» **What is expected**
The data beneath this task is to be duplicated exactly, in its entirety.

"""

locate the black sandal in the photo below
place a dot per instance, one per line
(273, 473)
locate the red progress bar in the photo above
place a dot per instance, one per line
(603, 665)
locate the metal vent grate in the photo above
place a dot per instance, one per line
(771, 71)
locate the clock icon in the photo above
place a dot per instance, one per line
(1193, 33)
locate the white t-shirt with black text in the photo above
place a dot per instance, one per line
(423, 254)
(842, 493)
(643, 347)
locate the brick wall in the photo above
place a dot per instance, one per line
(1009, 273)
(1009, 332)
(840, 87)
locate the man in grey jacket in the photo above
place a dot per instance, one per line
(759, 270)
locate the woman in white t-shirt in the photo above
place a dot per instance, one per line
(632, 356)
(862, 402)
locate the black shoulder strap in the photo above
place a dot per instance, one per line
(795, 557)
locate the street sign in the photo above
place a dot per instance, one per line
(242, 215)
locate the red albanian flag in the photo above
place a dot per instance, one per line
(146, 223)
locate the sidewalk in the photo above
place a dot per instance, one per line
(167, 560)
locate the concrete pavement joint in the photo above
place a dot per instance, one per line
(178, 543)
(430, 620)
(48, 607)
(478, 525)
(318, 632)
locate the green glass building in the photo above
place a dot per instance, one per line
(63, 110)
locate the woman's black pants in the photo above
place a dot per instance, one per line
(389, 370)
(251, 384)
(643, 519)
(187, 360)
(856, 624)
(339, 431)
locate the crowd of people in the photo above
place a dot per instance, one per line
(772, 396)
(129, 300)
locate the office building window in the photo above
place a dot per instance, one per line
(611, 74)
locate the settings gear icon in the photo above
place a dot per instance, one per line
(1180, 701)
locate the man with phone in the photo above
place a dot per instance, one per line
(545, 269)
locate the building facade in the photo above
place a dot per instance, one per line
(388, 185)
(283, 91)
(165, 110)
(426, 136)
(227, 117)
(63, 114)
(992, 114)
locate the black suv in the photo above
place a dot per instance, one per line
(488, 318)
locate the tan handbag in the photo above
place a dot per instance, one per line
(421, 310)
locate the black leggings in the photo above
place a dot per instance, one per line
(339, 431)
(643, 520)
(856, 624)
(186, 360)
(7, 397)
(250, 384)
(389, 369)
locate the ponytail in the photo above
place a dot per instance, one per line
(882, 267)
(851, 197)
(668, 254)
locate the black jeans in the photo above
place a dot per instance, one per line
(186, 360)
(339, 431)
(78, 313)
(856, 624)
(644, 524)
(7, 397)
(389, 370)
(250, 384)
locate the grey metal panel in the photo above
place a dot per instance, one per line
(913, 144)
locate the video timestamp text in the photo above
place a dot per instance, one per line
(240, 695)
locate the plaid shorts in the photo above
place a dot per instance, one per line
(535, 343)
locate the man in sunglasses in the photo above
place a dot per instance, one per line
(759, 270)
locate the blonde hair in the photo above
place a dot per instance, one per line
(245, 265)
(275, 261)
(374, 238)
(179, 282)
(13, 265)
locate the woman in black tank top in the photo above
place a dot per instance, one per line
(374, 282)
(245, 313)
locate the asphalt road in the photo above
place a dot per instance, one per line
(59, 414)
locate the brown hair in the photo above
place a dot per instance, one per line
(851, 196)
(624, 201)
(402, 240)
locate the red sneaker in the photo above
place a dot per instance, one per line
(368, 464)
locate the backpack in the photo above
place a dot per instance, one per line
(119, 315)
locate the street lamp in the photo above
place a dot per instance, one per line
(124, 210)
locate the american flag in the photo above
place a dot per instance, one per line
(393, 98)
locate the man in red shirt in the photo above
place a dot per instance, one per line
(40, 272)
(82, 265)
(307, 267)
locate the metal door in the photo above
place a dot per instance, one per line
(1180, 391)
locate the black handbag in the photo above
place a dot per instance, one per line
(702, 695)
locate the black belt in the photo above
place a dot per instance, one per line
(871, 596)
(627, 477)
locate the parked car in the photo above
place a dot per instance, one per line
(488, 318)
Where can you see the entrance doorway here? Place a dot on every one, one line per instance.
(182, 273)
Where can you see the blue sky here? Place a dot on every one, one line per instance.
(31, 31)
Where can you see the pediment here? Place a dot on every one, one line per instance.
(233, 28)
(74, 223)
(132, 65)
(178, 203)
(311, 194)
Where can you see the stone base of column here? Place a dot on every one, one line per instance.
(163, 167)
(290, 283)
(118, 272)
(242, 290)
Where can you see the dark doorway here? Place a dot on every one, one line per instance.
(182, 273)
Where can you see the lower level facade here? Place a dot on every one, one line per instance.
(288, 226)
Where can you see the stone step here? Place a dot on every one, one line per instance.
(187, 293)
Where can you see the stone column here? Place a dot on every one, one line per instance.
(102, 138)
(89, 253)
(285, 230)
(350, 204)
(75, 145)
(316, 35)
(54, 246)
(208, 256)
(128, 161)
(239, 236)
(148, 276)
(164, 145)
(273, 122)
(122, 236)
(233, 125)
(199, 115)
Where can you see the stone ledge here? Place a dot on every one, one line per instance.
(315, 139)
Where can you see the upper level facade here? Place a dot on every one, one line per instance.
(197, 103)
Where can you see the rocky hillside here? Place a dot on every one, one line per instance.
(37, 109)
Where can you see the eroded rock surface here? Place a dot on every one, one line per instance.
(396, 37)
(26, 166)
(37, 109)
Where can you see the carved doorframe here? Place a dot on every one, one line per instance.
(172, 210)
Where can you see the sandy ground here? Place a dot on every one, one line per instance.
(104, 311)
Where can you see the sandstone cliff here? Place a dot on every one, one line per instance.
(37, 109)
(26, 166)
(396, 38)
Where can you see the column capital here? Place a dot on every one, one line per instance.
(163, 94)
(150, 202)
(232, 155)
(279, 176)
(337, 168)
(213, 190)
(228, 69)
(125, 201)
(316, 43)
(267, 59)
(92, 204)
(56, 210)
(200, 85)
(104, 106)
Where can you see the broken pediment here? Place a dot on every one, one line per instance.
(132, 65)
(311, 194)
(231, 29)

"""

» **Written reply**
locate the black sandal in the photo below
place a dot per instance, one per line
(273, 473)
locate the red progress bar in the photo above
place a dot per instance, one per line
(603, 665)
locate the metal vent grate in the photo above
place a dot per instance, one per line
(771, 71)
locate the clock icon in the photo above
place a dot per instance, one per line
(1193, 33)
locate the white t-shirt with black text in the photo above
place a dot per instance, one per line
(423, 254)
(842, 493)
(643, 347)
locate the brick wall in the photo above
place a dot per instance, one per line
(1009, 273)
(1009, 332)
(840, 87)
locate the man in grey jacket in the photo above
place a dot per instance, one per line
(759, 270)
locate the woman in white t-shirt in the photo above
place a dot per instance, one per line
(632, 356)
(862, 402)
locate the black shoulder strap in the photo above
place a dot per instance, one per line
(795, 557)
locate the street sign in the photo above
place a dot per instance, one per line
(242, 215)
locate the red albanian flag in the photo above
place a dot per instance, one per line
(146, 223)
locate the sidewalk in the photo above
place a dot per instance, one per line
(167, 560)
locate the concrete pavement joint in the photo above
place a dot per instance, one per line
(178, 543)
(430, 620)
(48, 607)
(478, 525)
(318, 632)
locate the green glass building in the photo above
place a dot per instance, one per line
(63, 110)
locate the woman's black pants in the photo above
place a dot per instance, one per line
(389, 370)
(251, 384)
(643, 519)
(187, 360)
(856, 624)
(339, 431)
locate the crowd of people in the photo above
place a dot per instance, one per line
(772, 396)
(129, 300)
locate the office building window in the photo above
place a dot per instance, one per line
(611, 74)
locate the settings gear icon in the photo above
place a dot per instance, one per line
(1180, 701)
locate the man with phone in the photo above
place a dot per instance, one per line
(545, 269)
locate the building facade in the photo above
place a dot per instance, one per line
(388, 185)
(283, 91)
(165, 110)
(426, 136)
(227, 117)
(63, 114)
(992, 114)
locate the black suv in the photo above
place a dot per instance, one per line
(488, 318)
locate the tan handbag in the photo above
place a dot per instance, one per line
(421, 310)
locate the black leggings in the photo above
place a dot per instance, one per line
(339, 431)
(643, 520)
(856, 624)
(186, 360)
(7, 397)
(250, 384)
(389, 369)
locate the ponytail in the photo above
place a dot per instance, one per line
(882, 267)
(851, 197)
(668, 254)
locate the black jeans in the photo above
place a dot per instance, one per line
(186, 360)
(339, 431)
(78, 313)
(856, 624)
(644, 524)
(7, 397)
(389, 370)
(250, 384)
locate the grey metal panel in the photo above
place a dot per instance, one per line
(913, 144)
locate the video timestamp text in the photo above
place a dot per instance, one per line
(240, 695)
locate the plaid shorts in the photo above
place a dot per instance, one per line
(535, 343)
locate the man in sunglasses in the photo above
place a dot per instance, one per line
(759, 270)
locate the blonde hair in the photo above
place a dot per instance, one per line
(245, 265)
(275, 261)
(374, 238)
(179, 282)
(13, 265)
locate the woman in black tank top in the photo above
place a dot per instance, one per line
(374, 282)
(245, 313)
locate the asphalt road in the photo above
place a dot per instance, one per line
(59, 414)
locate the brown hair in the photo above
place a dot per instance, one per line
(851, 196)
(624, 201)
(402, 240)
locate the red sneaker in the photo above
place a dot per instance, one per line
(368, 464)
locate the backpack in the photo above
place a dot per instance, one per line
(119, 315)
locate the street lamp in the photo above
place a dot per instance, one per line
(124, 210)
locate the american flag in the photo above
place a dot per instance, one per line
(393, 98)
locate the man in red shirt in the photo above
place a dot per instance, one per line
(40, 272)
(82, 265)
(307, 267)
locate the metal door in the photo above
place a dot per instance, one per line
(1180, 391)
locate the black handbag in the photo above
place a dot per instance, one per line
(702, 695)
locate the black belt in the photo above
place a dot per instance, one per line
(871, 596)
(627, 477)
locate the parked car in the photo above
place a dot per instance, one per line
(488, 318)
Where can you see the entrance doorway here? Place a dot on every one, one line per instance.
(182, 273)
Where can you see the blue sky here? Place a dot on every one, one line per instance.
(31, 31)
Where can you see the pediment here? Place a dot on every one, one line per instance.
(233, 28)
(74, 223)
(132, 65)
(178, 203)
(311, 194)
Where can you see the stone base of column here? Place a dot on every one, one line per instance.
(163, 167)
(290, 283)
(118, 272)
(242, 290)
Where can you see the dark doorway here? Place a dot on every one, one line per instance.
(182, 273)
Where can you see the lower level facade here? Place a dot on every one, one line per instance.
(288, 226)
Where can you see the stone step here? Place a dot on every one, one line per instance.
(187, 293)
Where can you see the stone column here? Place a dot on every one, one line per instance.
(102, 138)
(89, 253)
(285, 230)
(350, 204)
(75, 145)
(316, 35)
(54, 246)
(208, 256)
(128, 161)
(239, 236)
(148, 276)
(164, 145)
(273, 122)
(122, 236)
(233, 125)
(199, 115)
Where can you see the stone ledge here? Place a dot on every one, one line per instance.
(315, 139)
Where can you see the upper level facade here? Place a dot on every one, one line per instance.
(197, 103)
Where can you see the rocky hillside here? Place a dot on every one, one line per instance.
(37, 109)
Where can you see the eroded rock surface here? Place a dot on every one, one line per instance.
(396, 37)
(26, 166)
(37, 109)
Where can you see the carved doorframe here? Place a dot on every one, one line per instance.
(172, 210)
Where can you see the sandy ground here? Place a dot on every one, one line per instance.
(104, 311)
Where can you see the sandstone cliff here? Place a dot on every one, one line per instance.
(37, 109)
(26, 166)
(396, 38)
Where can you see the column capital here? Place a dot on every one, one line per instance.
(163, 94)
(150, 202)
(232, 155)
(279, 176)
(337, 168)
(213, 190)
(228, 69)
(125, 201)
(316, 43)
(267, 59)
(92, 204)
(56, 210)
(200, 85)
(104, 106)
Where can you see the broken pediment here? Place a dot on every one, one line per instance.
(132, 65)
(311, 194)
(231, 29)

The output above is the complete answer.